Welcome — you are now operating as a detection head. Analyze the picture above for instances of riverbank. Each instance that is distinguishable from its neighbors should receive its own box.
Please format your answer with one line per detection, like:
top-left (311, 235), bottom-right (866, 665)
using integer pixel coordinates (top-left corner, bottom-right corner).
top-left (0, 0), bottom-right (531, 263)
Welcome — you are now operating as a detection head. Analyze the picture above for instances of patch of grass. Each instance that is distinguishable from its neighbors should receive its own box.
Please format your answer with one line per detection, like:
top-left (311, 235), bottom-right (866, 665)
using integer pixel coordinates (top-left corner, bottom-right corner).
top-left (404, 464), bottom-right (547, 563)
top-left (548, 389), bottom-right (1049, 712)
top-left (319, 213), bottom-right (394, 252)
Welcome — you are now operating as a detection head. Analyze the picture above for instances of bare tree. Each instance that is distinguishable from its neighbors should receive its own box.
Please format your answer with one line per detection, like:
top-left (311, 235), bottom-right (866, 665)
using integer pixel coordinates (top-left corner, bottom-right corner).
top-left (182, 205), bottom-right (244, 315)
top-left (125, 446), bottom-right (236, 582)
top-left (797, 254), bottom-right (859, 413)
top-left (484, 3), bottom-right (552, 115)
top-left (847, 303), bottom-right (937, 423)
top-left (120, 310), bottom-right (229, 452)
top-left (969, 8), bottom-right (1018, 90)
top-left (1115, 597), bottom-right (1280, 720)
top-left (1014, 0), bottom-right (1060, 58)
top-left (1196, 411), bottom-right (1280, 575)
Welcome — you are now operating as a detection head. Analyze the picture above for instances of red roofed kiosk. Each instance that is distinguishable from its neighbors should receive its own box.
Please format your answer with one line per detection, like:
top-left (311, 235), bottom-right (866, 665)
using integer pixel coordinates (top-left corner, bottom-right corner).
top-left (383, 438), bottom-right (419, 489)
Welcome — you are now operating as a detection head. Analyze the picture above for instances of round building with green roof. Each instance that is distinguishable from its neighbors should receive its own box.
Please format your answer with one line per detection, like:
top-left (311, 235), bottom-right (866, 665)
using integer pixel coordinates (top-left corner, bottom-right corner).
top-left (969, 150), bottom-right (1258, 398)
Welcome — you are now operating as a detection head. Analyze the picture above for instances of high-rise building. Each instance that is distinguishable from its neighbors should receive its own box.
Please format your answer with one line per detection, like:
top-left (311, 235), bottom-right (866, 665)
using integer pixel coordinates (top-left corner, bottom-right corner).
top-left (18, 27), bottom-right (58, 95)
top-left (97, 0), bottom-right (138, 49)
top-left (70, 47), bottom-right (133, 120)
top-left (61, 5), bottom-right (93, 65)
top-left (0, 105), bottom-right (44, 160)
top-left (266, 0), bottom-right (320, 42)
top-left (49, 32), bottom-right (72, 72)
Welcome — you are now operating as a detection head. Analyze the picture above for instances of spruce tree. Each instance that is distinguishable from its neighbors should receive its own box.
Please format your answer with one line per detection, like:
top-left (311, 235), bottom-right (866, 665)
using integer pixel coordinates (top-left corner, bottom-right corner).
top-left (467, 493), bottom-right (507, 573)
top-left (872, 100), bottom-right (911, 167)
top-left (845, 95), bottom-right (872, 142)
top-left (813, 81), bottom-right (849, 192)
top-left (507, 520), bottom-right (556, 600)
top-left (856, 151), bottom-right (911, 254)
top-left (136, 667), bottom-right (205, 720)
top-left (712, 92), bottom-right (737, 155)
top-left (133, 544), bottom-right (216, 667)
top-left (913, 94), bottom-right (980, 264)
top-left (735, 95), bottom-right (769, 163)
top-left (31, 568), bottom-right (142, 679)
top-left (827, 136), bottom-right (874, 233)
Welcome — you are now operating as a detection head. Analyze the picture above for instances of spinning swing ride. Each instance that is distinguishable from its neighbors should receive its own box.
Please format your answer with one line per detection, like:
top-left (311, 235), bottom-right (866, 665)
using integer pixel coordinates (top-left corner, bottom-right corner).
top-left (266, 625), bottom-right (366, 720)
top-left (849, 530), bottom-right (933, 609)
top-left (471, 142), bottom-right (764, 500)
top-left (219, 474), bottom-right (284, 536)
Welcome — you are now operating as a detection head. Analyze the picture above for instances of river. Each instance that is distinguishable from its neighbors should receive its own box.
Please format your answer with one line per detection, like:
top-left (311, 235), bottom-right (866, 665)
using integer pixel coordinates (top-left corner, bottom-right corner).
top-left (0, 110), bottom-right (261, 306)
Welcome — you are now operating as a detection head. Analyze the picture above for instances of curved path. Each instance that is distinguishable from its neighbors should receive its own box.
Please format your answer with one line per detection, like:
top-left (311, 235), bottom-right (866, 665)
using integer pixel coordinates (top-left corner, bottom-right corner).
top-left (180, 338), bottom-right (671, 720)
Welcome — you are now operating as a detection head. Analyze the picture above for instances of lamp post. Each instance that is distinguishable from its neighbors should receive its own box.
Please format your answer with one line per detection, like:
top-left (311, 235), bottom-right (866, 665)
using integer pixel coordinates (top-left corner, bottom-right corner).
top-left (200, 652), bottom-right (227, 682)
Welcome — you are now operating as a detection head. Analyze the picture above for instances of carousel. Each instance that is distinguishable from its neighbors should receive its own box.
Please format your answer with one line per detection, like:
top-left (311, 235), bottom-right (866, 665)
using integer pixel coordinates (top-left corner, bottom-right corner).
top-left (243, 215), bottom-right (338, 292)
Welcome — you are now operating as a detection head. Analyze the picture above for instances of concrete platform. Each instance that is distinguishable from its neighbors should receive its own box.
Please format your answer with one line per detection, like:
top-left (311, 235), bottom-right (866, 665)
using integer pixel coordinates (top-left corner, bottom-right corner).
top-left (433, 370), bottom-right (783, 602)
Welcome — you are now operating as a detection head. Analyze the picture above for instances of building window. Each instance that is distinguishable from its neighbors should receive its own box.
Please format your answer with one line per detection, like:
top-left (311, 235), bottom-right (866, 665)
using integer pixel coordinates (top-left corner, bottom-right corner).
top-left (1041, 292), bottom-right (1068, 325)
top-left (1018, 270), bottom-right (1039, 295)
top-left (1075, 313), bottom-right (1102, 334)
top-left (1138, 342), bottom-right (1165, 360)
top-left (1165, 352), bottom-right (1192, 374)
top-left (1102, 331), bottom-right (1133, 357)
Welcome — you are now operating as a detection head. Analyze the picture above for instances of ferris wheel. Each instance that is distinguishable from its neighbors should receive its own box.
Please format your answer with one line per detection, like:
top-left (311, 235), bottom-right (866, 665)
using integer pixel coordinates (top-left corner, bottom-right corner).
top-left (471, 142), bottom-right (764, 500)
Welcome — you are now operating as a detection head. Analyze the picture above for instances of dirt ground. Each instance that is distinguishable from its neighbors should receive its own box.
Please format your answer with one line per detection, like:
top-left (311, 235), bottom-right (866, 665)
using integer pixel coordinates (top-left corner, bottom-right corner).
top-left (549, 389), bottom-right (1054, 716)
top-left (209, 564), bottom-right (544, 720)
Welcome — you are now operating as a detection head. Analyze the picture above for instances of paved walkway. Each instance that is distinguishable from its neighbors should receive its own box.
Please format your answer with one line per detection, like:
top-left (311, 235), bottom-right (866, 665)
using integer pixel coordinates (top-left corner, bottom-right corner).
****************
### What you will do
Please pull out every line of the records above that contains the word "building" and copy each one.

### Answer
Welcome — you are now operating as a detection head. Analyze the picture above for instances of round building with green roof. Each instance that is distinguishable from its neighbors should receive its own box.
Welcome — you are now operating as a detection head. Analyze the picture above for instances of high-rise building. Each instance that is distinguishable from its neighbors should receive its own box.
Welcome — you are now operating as a detection head. Analyze the picture above for instances of building window. Each instance that is distinguishable from its neighbors should receive its own box.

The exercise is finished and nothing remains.